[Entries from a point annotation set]
^^^^^^^^

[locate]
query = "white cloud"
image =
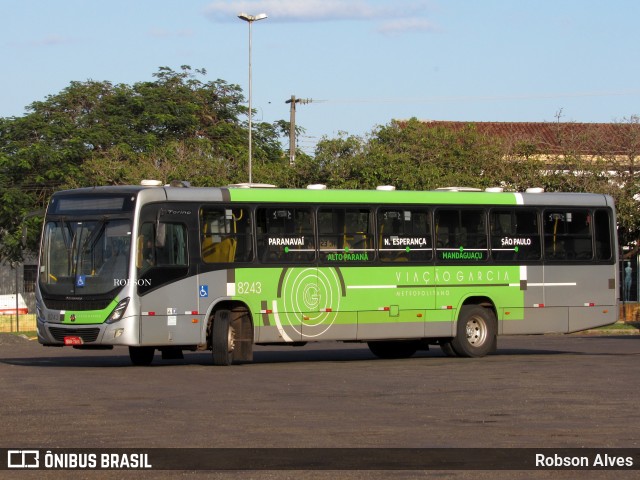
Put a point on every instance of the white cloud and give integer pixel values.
(393, 14)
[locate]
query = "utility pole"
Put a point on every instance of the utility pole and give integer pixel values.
(292, 125)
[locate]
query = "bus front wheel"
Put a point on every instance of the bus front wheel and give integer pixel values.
(222, 338)
(476, 332)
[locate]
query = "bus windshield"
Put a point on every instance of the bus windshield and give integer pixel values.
(84, 257)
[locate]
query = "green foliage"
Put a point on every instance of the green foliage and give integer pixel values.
(180, 127)
(96, 133)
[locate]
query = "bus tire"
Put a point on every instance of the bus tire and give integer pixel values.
(141, 356)
(476, 332)
(222, 338)
(391, 349)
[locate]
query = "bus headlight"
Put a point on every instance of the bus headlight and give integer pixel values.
(118, 312)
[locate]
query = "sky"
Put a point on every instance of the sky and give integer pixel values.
(363, 63)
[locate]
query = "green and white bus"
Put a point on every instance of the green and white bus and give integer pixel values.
(176, 268)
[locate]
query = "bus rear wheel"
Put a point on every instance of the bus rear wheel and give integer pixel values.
(476, 332)
(391, 349)
(222, 338)
(141, 356)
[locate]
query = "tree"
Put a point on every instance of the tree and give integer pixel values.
(96, 133)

^^^^^^^^

▶ Short problem
Repeat the listing above exactly, with no pictures.

▶ Written solution
[locate]
query = "white cloud"
image =
Put a point on every instance of the white cloud and give integer pixel values.
(393, 14)
[locate]
query = "utility pole"
Put a point on every instance of the utility pole and give integer pixel values.
(292, 125)
[locate]
query = "bus front wheel"
Put a point on every instance of the bus front wheel and give integer pixel values.
(222, 338)
(476, 332)
[locate]
query = "bus windshield"
Put a point on every instance of the bus windshield and give integer pixel values.
(84, 257)
[locate]
query = "green foliage"
Put a point on every instance of the green foliage and give integer pixel values.
(180, 127)
(96, 133)
[locate]
query = "bus tire"
Put a point on every instance of the bus tire and give integer pixel values.
(141, 356)
(476, 332)
(222, 338)
(391, 349)
[locate]
query = "bus headlight"
Put a point on every instance of the bus headlight and give integer pixel values.
(118, 312)
[locate]
query = "sky"
Put a point on every instance of the sky and give integer pixel values.
(363, 63)
[locate]
query = "green and white bus"
Put a point on every instance of the green and white bus and give integer pixel values.
(176, 268)
[locate]
query = "bus rear wheel"
Put a point on every instance of the bus rear wheel and give integer pixel values.
(476, 332)
(391, 349)
(222, 338)
(141, 356)
[locate]
query = "tree"
Put a point on every instance of the tree and give integer pixel values.
(96, 133)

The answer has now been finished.